▸ **Work order A**
List every food the garden notes say Wilder eats during the morning inspection.
▸ **Work order B**
Please mark each statement below yes or no according to the garden notes, and quote the words that decide it. (i) Wilder wants the writer to follow him through the two evergreens. (ii) The garden is at its best early in the morning before sunrise. (iii) This year the squash have been self-aborting.
▸ **Work order C**
Resume the garden notes after their final sentence, "It is a bizarrely human act."

Notes from the garden.
Every morning Wilder and I walk to the garden. He prefers to walk straight through the two hulking evergreens in our front yard—the boughs of each reach toward each other and create a canopy of dark trees. He also prefers that I not follow him, instead motioning for me to go around to the right, where we’ll meet on the other side. Once reconnected we continue on our way, though he may stop to throw a rock or pick a dandelion.
Inside, we’ll survey. A garden is its best first thing in the morning before the sun has risen. It’s crisp, alert, open. The blossoms arch their bodies up and back to entice the bees. The greens are happy with their cool night and crunchy to the touch. The tomatoes are not yet making their demands but instead feeling content with their place in the world.
Throughout the inspection Wilder will snack. Mostly snow peas, but he is also likely to stuff in his mouth green beans, a leaf of kale, and, once discovering a ripe strawberry, he will spit all else out, dutifully carve out the green top as I showed him, and tear into the fruit, juices flowing.
The garden brings me a mix of emotions. Upon entering I am faced with everything I’ve done wrong, everything I’ve chosen to ignore. There are vegetables that will take your inadequacies in stride and there are those that will not. My squash, this year, have been sorely disappointed in the lack of pollination and my lack of attention to the issue. They have been self-aborting. It’s heartbreaking, seeing little baby squash after little baby squash commit kamikaze, diving off their stem into the dirt. I promise to do better, learning how to connect a male blossom’s pollen to female blossom’s stigma. It is a bizarrely human act.

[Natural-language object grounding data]
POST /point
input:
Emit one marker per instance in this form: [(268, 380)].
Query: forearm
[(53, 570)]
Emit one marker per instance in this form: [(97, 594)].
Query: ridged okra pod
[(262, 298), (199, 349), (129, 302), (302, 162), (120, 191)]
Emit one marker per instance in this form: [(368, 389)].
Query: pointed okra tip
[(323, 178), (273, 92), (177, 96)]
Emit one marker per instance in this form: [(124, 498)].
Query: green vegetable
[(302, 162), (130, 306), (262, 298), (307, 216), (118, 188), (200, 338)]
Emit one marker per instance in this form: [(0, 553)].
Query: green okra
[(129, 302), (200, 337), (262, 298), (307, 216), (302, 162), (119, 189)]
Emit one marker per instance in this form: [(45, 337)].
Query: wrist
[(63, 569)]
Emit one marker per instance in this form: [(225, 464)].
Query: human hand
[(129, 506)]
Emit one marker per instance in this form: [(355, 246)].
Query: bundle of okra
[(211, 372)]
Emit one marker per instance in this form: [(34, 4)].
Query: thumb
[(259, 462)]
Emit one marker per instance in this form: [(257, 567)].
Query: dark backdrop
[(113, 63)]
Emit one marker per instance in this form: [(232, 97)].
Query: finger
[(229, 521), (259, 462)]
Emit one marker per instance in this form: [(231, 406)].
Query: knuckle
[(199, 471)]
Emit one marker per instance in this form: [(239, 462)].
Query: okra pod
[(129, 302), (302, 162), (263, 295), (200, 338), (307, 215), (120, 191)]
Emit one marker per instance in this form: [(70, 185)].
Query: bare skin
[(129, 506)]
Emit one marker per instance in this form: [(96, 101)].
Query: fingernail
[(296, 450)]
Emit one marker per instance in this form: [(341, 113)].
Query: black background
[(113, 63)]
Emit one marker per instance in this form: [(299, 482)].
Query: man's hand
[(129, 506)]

▸ **Exercise response A**
Snow peas, green beans, a leaf of kale, and ripe strawberries.

▸ **Exercise response B**
(i) No: "He also prefers that I not follow him, instead motioning for me to go around to the right, where we’ll meet on the other side."
(ii) Yes: "A garden is its best first thing in the morning before the sun has risen."
(iii) Yes: "They have been self-aborting."

▸ **Exercise response C**
In equal measure to the frustration and despair is fulfillment and wonder. As I walk to the garden while Wilder sleeps, I remind myself of the tremendous act of growing. If nothing else, the soil I am building is now healthier and stronger than four seasons ago when it began.
This has been deemed The Year of the Snowpea, so bountiful and delicious they have been. “What will we do without snowpeas?” laments James in recognition of the oncoming season when we feel the cooling breeze. The strawberries, herbs, and lettuces have been equally rewarding and in amounts I can share.
And so gardening releases unbridled joy. It doesn’t actually make sense—the amount of time, resources, effort that it takes to hold a single beet in ones hand cannot be quantified (assuredly higher than the cost of a supermarket beet). When holding the beet, however, nothing else matters. There were likely tears, violent invasions, a fraction of the production you had hoped for—but my god, THE BEET. Joy is present in incalculable, nonsensical amounts. It is enough, somehow, to carry you into another season of melodrama.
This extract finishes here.